_QUOTED PASSAGE:_
<<<<

Leading the writing workshop, sponsored and hosted by the University of Arizona Library’s Special Collections, was tough on me because I was tough on the students.  By the end of the two week period, most of my hard-working attendees had completed 13,000 to 15,000 word novellas!  I spent my mornings, noons, afternoons, and nighttimes editing same.  I did not have time to do any of my own writing because I was too busy editing theirs.

Graduates are telling me in their written evaluations that I was a tough, demanding  taskmaster.  I put a lot of pressure on them to produce, and it turns out, most of them surprised themselves by delivering.  The idea of having a deadline made them work harder than they thought possible.  As I learned in writing my very first book, there’s something magic about having and meeting a deadline–even a self-imposed one.

But now I need to make that magic work for me, too.  I have a deadline–a serious deadline on Ali # 10 which now has a name–Cold Betrayal.

That being said, it’s time to go fill my coffee cup and go to work.

Later, Gator.  (Comma after Later–direct address.)  Oh, wait.  (Sentence Fragment)  I guess I can stop putting those in now.  (Those what?  Faulty pronoun reference.)

The workshop is over.

9 thoughts on “Home Again, Home Again, Jiggity Jig.

  1. Welcome back to Bellevue which has a seven mile unguarded border with the “friendliest city in the United States” (according to Forbes Mag.). Sammamish is the city of 50,000 happy campers which hasn’t had a murder in the history of the city (in spite of a well intended author trying to do the dastardly deed in Second Watch).

>>>>

_RECORD EXCERPTS:_

<<<<

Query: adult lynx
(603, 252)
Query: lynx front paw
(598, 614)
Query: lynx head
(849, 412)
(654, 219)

>>>>

_ASSIGNED TASK:_ In the post about the writing workshop, what name has Ali # 10 been given?

_RESPONSE:_ Cold Betrayal